__TEXT PASSAGE__:
John Berger / jberger@starbulletin.com

Time hangs suspended as Akemi and Rene Paulo slide into the opening bars of "Here Is Happiness." The song, first recorded in Japan as "Koko Ni Sachi Ari," is better known by local nightlife veterans as the duo's longtime musical signature and probably their biggest hit.

Wherever the Paulos performed in the 60s, 70s and 80s, this was a song local folks never grew tired of hearing. To hear them do it -- Akemi singing and Rene on piano -- invariably brings to mind great times and late nights in smoke-filled nightclubs and lounges.

But this is 2001, and the duo's days of entertaining long past midnight are history. Akemi and Rene are performing in Chinatown at a family party, filled with the members of their musical ohana.

Their granddaughter, Alana Paulo-Tamashiro, was crowned Miss Hawaii Teen U.S.A. in May and is about to leave for the national pageant in Texas.

The party is being held in the eclectically decorated offices of Eric Chandler and Takeo, the executive directors of the local pageant, and the Paulo family is out in force to give Alana a big send-off.

Alana's mother, singer and model Charlene Paulo, takes a turn on the mike and gently teases Akemi into returning to the stage for an encore, "Forevermore (Kimito Itsumademo)," another Japanese pop classic that Akemi popularized here.

Other performers include Charlene's older sister, Kathy Paulo Hirai, and Rene's youngest sister, Maria Paulo Converse.

Alana, 16, gets called up to sing, as well.

"Singing and dancing -- everybody in my family knows how to do that," Alana said. "And we always sing when we visit my grandparents' house. They're always very supportive and encouraging."

The Paulos are a tight-knit family, and the party is as much about being together as about Alana's prospects in Texas.

Rene's sisters, Susan Moniz and Anita Sotelo, are present. So is Kathy's husband, George, and sons Jordan and JJ. Alana's Uncle Boy, known outside the family as Rene Paulo Jr., did the catering.

"Just having my family as my support group has helped me develop as a person and as an entertainer," Alana said. "Mom has been there for me every step of the way, and my father too. I really appreciate my parents greatly." Her parents are divorced, but her father, Alan Tamashiro, and his wife, Sylvia, are both welcomed guests at the party.

Alana and her mother agree that music is "in her blood." It's been part of the family tradition for five generations at least.

Rene's grandfather and one of his uncles were musicians in a military band, and he recalls them as being two of his earliest inspirations. Rene's mother played the piano and noticed her son had a good ear and natural talent. He started taking piano lessons at 4 1/2 and was soon recognized as a child prodigy.

__GIVEN INFORMATION__:
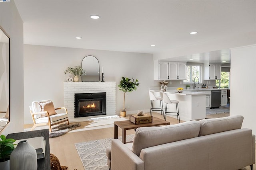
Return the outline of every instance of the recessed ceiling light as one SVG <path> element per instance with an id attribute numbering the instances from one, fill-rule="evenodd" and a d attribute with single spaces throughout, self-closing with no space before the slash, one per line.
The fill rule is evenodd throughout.
<path id="1" fill-rule="evenodd" d="M 90 17 L 92 19 L 99 19 L 100 17 L 99 16 L 97 16 L 97 15 L 92 15 L 90 16 Z"/>
<path id="2" fill-rule="evenodd" d="M 194 31 L 194 32 L 191 32 L 190 33 L 190 34 L 196 34 L 198 33 L 198 32 L 196 32 L 196 31 Z"/>

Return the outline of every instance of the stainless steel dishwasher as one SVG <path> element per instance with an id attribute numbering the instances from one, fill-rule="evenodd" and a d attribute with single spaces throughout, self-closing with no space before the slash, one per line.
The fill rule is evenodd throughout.
<path id="1" fill-rule="evenodd" d="M 212 90 L 212 107 L 218 108 L 221 106 L 221 90 Z"/>

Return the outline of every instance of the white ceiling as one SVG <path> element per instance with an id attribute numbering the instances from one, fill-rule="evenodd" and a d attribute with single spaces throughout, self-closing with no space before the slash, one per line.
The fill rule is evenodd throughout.
<path id="1" fill-rule="evenodd" d="M 14 1 L 26 44 L 154 54 L 256 28 L 255 0 Z M 209 59 L 230 60 L 229 51 L 222 51 Z M 218 55 L 222 53 L 225 57 Z M 194 55 L 199 61 L 209 55 Z"/>

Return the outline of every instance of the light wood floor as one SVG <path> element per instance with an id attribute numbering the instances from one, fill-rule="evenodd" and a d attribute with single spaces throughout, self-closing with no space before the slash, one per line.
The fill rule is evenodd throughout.
<path id="1" fill-rule="evenodd" d="M 129 119 L 128 116 L 126 117 Z M 228 116 L 229 113 L 215 114 L 207 115 L 208 118 L 213 118 Z M 153 116 L 163 119 L 160 114 L 153 113 Z M 178 123 L 176 119 L 167 116 L 166 121 L 170 121 L 171 125 Z M 82 122 L 81 127 L 86 122 Z M 26 126 L 26 128 L 30 127 Z M 32 127 L 32 126 L 31 126 Z M 114 125 L 113 125 L 114 127 Z M 118 136 L 122 135 L 121 129 L 118 129 Z M 134 130 L 127 131 L 126 135 L 134 134 Z M 68 167 L 68 170 L 83 170 L 84 167 L 77 153 L 74 144 L 92 140 L 114 137 L 114 127 L 100 129 L 77 132 L 69 133 L 64 135 L 50 139 L 50 152 L 54 154 L 59 159 L 60 164 Z M 250 166 L 246 167 L 250 170 Z M 256 170 L 256 166 L 254 165 L 254 170 Z"/>

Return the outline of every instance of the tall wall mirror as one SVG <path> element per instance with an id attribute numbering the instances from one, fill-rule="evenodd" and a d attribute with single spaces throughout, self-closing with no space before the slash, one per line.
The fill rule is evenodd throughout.
<path id="1" fill-rule="evenodd" d="M 100 81 L 100 64 L 94 56 L 88 55 L 82 61 L 82 66 L 85 73 L 82 76 L 83 82 Z"/>
<path id="2" fill-rule="evenodd" d="M 0 132 L 10 122 L 10 38 L 0 27 Z"/>

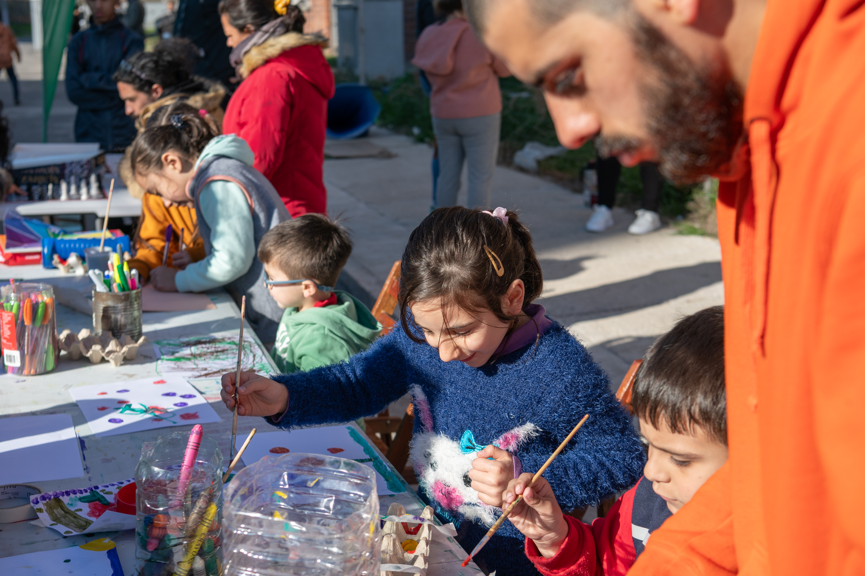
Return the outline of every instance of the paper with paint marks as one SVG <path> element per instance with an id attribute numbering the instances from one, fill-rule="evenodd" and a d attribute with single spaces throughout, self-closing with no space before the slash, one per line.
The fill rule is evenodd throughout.
<path id="1" fill-rule="evenodd" d="M 110 547 L 110 548 L 109 548 Z M 114 542 L 107 538 L 59 550 L 0 558 L 3 576 L 123 576 Z"/>
<path id="2" fill-rule="evenodd" d="M 177 376 L 69 389 L 96 436 L 218 422 L 203 396 Z"/>
<path id="3" fill-rule="evenodd" d="M 72 416 L 0 418 L 0 484 L 84 476 Z"/>
<path id="4" fill-rule="evenodd" d="M 330 454 L 362 462 L 375 471 L 379 494 L 405 492 L 408 486 L 372 447 L 369 440 L 352 426 L 323 426 L 291 432 L 260 432 L 243 453 L 247 466 L 265 456 L 290 452 Z"/>
<path id="5" fill-rule="evenodd" d="M 221 378 L 237 370 L 237 331 L 168 340 L 156 340 L 153 350 L 159 359 L 157 371 L 163 376 L 180 376 L 188 380 Z M 248 333 L 243 335 L 242 368 L 269 374 L 275 371 L 267 353 Z"/>
<path id="6" fill-rule="evenodd" d="M 135 528 L 135 515 L 117 511 L 117 493 L 122 482 L 45 492 L 30 498 L 33 510 L 47 527 L 64 535 L 83 532 L 114 532 Z"/>

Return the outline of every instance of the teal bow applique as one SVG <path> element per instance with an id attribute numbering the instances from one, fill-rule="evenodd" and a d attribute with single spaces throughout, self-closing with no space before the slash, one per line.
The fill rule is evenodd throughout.
<path id="1" fill-rule="evenodd" d="M 493 444 L 496 447 L 498 447 L 496 444 Z M 466 430 L 463 433 L 463 437 L 459 439 L 459 452 L 464 454 L 471 454 L 473 452 L 480 452 L 485 448 L 487 445 L 478 444 L 475 441 L 475 435 L 471 434 L 471 430 Z M 488 460 L 494 460 L 494 458 L 488 458 Z"/>

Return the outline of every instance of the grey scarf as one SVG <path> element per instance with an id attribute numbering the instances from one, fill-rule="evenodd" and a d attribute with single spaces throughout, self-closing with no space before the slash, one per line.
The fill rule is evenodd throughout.
<path id="1" fill-rule="evenodd" d="M 289 12 L 291 14 L 291 12 Z M 243 57 L 247 52 L 252 50 L 256 46 L 260 46 L 271 38 L 276 38 L 285 34 L 289 30 L 289 27 L 293 23 L 293 18 L 286 18 L 288 15 L 277 18 L 276 20 L 271 20 L 269 22 L 255 30 L 250 34 L 247 38 L 235 46 L 232 51 L 231 55 L 228 56 L 228 61 L 231 62 L 231 66 L 234 66 L 234 72 L 237 73 L 237 77 L 240 77 L 240 66 L 243 65 Z"/>

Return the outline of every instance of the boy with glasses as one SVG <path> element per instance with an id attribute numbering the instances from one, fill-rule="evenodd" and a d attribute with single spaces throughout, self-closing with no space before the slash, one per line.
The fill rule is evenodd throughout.
<path id="1" fill-rule="evenodd" d="M 282 372 L 346 360 L 381 335 L 369 310 L 333 288 L 350 254 L 345 229 L 322 214 L 283 222 L 261 238 L 265 285 L 285 309 L 271 351 Z"/>

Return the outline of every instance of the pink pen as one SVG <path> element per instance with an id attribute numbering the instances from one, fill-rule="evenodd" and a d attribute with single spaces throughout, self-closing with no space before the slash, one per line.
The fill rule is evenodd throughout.
<path id="1" fill-rule="evenodd" d="M 183 497 L 186 495 L 186 487 L 189 484 L 192 477 L 192 469 L 195 465 L 195 457 L 198 456 L 198 448 L 202 446 L 201 424 L 195 424 L 189 431 L 189 440 L 186 443 L 186 452 L 183 453 L 183 463 L 180 466 L 180 480 L 177 482 L 177 497 L 172 508 L 179 508 L 183 505 Z"/>

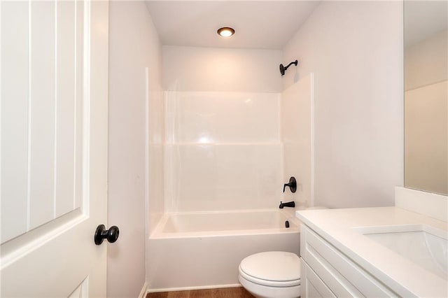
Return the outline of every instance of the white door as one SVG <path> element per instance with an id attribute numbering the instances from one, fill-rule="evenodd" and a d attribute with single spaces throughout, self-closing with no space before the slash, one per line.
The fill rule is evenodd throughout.
<path id="1" fill-rule="evenodd" d="M 0 13 L 0 296 L 106 297 L 108 4 Z"/>

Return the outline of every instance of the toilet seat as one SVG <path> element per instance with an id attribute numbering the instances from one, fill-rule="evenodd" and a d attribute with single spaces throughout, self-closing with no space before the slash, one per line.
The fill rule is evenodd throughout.
<path id="1" fill-rule="evenodd" d="M 300 285 L 300 259 L 295 253 L 269 251 L 249 255 L 239 264 L 239 274 L 248 281 L 270 287 Z"/>

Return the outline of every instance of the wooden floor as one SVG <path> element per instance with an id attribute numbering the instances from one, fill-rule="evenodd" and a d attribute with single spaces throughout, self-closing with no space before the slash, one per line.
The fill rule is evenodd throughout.
<path id="1" fill-rule="evenodd" d="M 148 293 L 146 298 L 253 298 L 244 288 Z"/>

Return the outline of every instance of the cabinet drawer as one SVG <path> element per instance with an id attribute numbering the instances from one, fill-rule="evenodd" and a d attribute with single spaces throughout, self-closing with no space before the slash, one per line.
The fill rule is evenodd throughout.
<path id="1" fill-rule="evenodd" d="M 396 296 L 304 225 L 300 238 L 302 257 L 337 296 Z"/>
<path id="2" fill-rule="evenodd" d="M 336 297 L 303 260 L 300 269 L 302 297 Z"/>

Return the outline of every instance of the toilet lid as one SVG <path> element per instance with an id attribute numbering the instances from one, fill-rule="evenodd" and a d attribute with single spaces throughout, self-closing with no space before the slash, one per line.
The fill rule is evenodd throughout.
<path id="1" fill-rule="evenodd" d="M 256 279 L 274 282 L 300 280 L 300 259 L 295 253 L 268 251 L 244 258 L 239 269 Z"/>

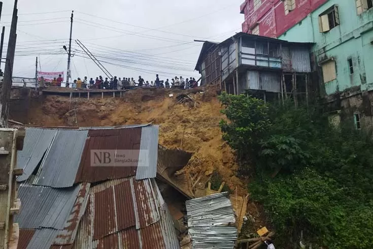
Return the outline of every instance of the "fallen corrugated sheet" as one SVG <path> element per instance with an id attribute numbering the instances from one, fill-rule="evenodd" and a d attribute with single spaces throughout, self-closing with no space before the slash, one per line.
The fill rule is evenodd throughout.
<path id="1" fill-rule="evenodd" d="M 228 195 L 219 193 L 186 201 L 188 232 L 193 248 L 234 247 L 237 228 Z"/>
<path id="2" fill-rule="evenodd" d="M 45 151 L 57 134 L 56 130 L 25 129 L 23 148 L 17 153 L 17 167 L 23 169 L 23 174 L 17 181 L 27 180 L 42 160 Z"/>
<path id="3" fill-rule="evenodd" d="M 63 230 L 60 231 L 53 241 L 55 245 L 66 245 L 74 243 L 78 227 L 85 211 L 89 190 L 89 183 L 82 183 L 73 209 L 66 219 Z"/>
<path id="4" fill-rule="evenodd" d="M 36 229 L 27 249 L 49 249 L 58 230 L 52 228 Z"/>
<path id="5" fill-rule="evenodd" d="M 157 175 L 158 130 L 158 126 L 149 126 L 142 129 L 137 180 L 154 178 Z"/>
<path id="6" fill-rule="evenodd" d="M 88 131 L 59 130 L 33 183 L 67 188 L 74 183 Z"/>
<path id="7" fill-rule="evenodd" d="M 90 130 L 75 182 L 95 182 L 135 175 L 137 163 L 132 167 L 91 166 L 91 150 L 135 150 L 139 153 L 141 132 L 141 128 Z"/>
<path id="8" fill-rule="evenodd" d="M 35 233 L 35 229 L 19 229 L 19 238 L 17 249 L 26 249 Z"/>
<path id="9" fill-rule="evenodd" d="M 21 237 L 20 244 L 28 244 L 27 249 L 73 244 L 85 210 L 89 185 L 82 183 L 62 189 L 21 183 L 18 196 L 22 208 L 15 222 L 21 230 L 33 228 L 35 232 L 31 239 Z M 66 246 L 63 249 L 68 249 Z"/>
<path id="10" fill-rule="evenodd" d="M 102 185 L 90 190 L 75 248 L 180 248 L 154 179 L 132 177 Z"/>
<path id="11" fill-rule="evenodd" d="M 18 191 L 22 211 L 16 215 L 20 228 L 63 229 L 81 185 L 58 189 L 22 183 Z"/>

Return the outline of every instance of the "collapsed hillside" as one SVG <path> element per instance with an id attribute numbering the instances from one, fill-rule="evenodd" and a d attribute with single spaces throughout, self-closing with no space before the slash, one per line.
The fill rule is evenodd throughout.
<path id="1" fill-rule="evenodd" d="M 247 193 L 246 184 L 236 176 L 235 155 L 221 138 L 219 122 L 225 116 L 220 112 L 217 95 L 217 89 L 208 87 L 187 91 L 141 88 L 125 92 L 122 98 L 71 100 L 46 96 L 31 102 L 29 123 L 80 127 L 159 124 L 160 144 L 193 153 L 184 172 L 195 178 L 199 176 L 201 183 L 217 173 L 231 190 L 236 188 L 237 194 L 243 196 Z"/>

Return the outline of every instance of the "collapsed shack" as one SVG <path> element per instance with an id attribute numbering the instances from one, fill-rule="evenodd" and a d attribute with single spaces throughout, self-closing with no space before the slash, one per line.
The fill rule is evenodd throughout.
<path id="1" fill-rule="evenodd" d="M 187 201 L 188 230 L 182 248 L 235 247 L 238 233 L 229 195 L 225 192 Z"/>

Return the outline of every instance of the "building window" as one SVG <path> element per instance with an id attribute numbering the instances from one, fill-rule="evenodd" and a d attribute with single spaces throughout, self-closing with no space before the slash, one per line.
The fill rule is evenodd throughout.
<path id="1" fill-rule="evenodd" d="M 285 15 L 287 15 L 289 12 L 295 9 L 295 0 L 283 0 L 283 1 L 284 1 Z"/>
<path id="2" fill-rule="evenodd" d="M 356 128 L 356 130 L 361 130 L 361 125 L 360 123 L 360 114 L 359 113 L 355 113 L 354 114 L 354 118 L 355 128 Z"/>
<path id="3" fill-rule="evenodd" d="M 340 25 L 340 15 L 338 7 L 333 5 L 319 16 L 320 32 L 327 32 Z"/>
<path id="4" fill-rule="evenodd" d="M 357 14 L 360 14 L 364 11 L 373 8 L 373 0 L 356 0 Z"/>
<path id="5" fill-rule="evenodd" d="M 328 60 L 323 63 L 322 67 L 324 83 L 328 83 L 337 78 L 335 60 L 333 59 Z"/>
<path id="6" fill-rule="evenodd" d="M 259 9 L 259 7 L 262 5 L 262 0 L 254 0 L 254 10 L 255 11 Z"/>
<path id="7" fill-rule="evenodd" d="M 256 25 L 252 29 L 251 29 L 251 34 L 259 36 L 259 24 Z"/>
<path id="8" fill-rule="evenodd" d="M 350 69 L 350 74 L 354 74 L 354 66 L 352 65 L 352 59 L 349 59 L 348 61 L 349 68 Z"/>

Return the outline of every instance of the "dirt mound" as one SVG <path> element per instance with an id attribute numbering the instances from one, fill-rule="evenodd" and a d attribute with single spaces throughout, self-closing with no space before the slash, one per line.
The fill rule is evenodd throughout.
<path id="1" fill-rule="evenodd" d="M 159 124 L 160 144 L 193 153 L 187 172 L 203 174 L 201 181 L 217 172 L 231 189 L 238 187 L 238 194 L 244 195 L 247 193 L 245 184 L 235 176 L 235 156 L 221 139 L 219 122 L 225 117 L 220 112 L 218 93 L 218 89 L 209 87 L 188 90 L 137 89 L 126 92 L 122 98 L 70 100 L 47 96 L 31 103 L 29 123 L 80 127 Z"/>

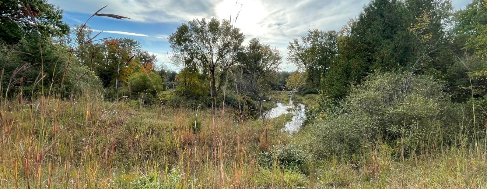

__YOUR TASKS__:
- A) Name every person the article about the Paulo family identifies as one of Rene Paulo's sisters.
- B) Answer these questions from the article about the Paulo family:
(i) What title was Alana Paulo-Tamashiro crowned with in May?
(ii) Who did the catering for the party?
(iii) At what age did Rene start taking piano lessons?
- C) Please write a continuation of the article about the Paulo family, picking up right after its final sentence.

__RESPONSES__:
- A) Maria Paulo Converse, Susan Moniz, Anita Sotelo

- B)
(i) Miss Hawaii Teen U.S.A.
(ii) Alana's Uncle Boy, known outside the family as Rene Paulo Jr.
(iii) At 4 1/2

- C)
Musical talent brought Rene and Akemi together. They were teen entertainers who worked some of the same places but met through one of Akemi's friends. They married, and Akemi was pregnant when Rene was drafted and sent to Japan in 1951.

Akemi was later able to join him in Japan. The Paulo family grew while they were there. Akemi resumed her singing career in Japan, but home and the children kept her busy after the family returned to Hawaii in the mid-50s.

Rene established himself as a talented and imaginative pianist, developed a loyal following in Waikiki, and then began touring the mainland. Eventually he was offered a job that required a singer as part of the package.

Someone suggested that Akemi come out of retirement a second time. She did, and one by one, the Paulo kids joined their parents onstage, then moved on to independent careers.

Younger brother Michael joined Kalapana in 1975. He recorded "Kalapana II" as a sideman but was promoted to full membership thereafter and recorded the last two classic Kalapana albums, "Kalapana III" and "Many Classic Moments." Michael spent nine years touring with Al Jarreau and then established himself as a solo jazz artist and record producer.

Michael's teenage daughter, Melissa, is another member of the next generation who has plans for a musical career.

"She's been dancing and singing for years. ... Now I'm encouraging her to write songs," Michael said during a recent visit home. "Believe me, the next generation is coming!"

Alana hopes to be onstage, too. She's looking forward to an entertainment career after she gets her college diploma.

"That's what my family's background is, and I've always wanted to do it. ... I really see myself trying to make it all the way, and I know my family will be there for me. The love we share is what makes our family great."